◆ THE PROBLEM
Find every line in the records below that contains the word "wooden" and copy each such line in full.

◆ PROVIDED DATA
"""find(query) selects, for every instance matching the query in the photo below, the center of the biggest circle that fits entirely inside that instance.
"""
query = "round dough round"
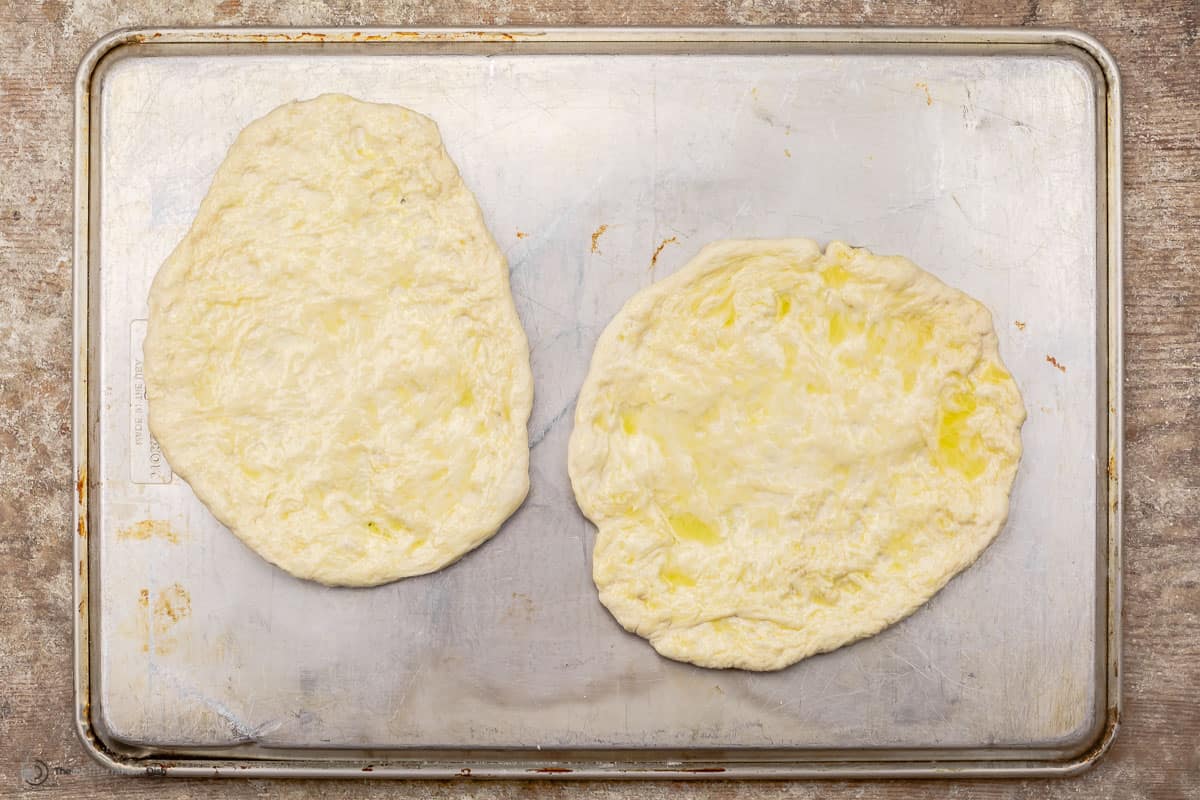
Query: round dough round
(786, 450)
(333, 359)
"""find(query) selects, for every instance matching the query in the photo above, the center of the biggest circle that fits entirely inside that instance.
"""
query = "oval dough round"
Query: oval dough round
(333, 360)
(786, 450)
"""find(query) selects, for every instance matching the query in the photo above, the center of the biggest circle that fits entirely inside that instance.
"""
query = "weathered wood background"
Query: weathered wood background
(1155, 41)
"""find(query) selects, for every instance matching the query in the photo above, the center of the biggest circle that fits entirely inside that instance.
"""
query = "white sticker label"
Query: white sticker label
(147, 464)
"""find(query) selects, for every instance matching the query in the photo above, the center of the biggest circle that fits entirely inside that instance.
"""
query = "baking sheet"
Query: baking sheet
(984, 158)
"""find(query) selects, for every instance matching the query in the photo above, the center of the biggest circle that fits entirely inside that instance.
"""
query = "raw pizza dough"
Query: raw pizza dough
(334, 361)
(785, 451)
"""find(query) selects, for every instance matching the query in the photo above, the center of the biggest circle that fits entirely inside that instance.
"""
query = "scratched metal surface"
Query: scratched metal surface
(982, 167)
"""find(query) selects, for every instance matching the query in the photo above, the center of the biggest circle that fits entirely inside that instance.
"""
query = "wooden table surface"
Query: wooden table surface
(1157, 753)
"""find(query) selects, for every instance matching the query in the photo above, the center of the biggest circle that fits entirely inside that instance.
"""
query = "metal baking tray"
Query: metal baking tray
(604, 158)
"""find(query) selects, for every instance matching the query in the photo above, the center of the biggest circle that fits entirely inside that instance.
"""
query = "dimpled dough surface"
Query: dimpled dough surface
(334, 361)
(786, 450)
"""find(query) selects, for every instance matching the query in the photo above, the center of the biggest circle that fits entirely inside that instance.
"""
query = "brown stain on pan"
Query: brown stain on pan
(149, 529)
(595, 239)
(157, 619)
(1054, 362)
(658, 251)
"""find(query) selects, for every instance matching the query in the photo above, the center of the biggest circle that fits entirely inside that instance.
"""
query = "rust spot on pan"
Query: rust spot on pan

◆ THE REPLY
query = "wooden table surface"
Query: wooden table surface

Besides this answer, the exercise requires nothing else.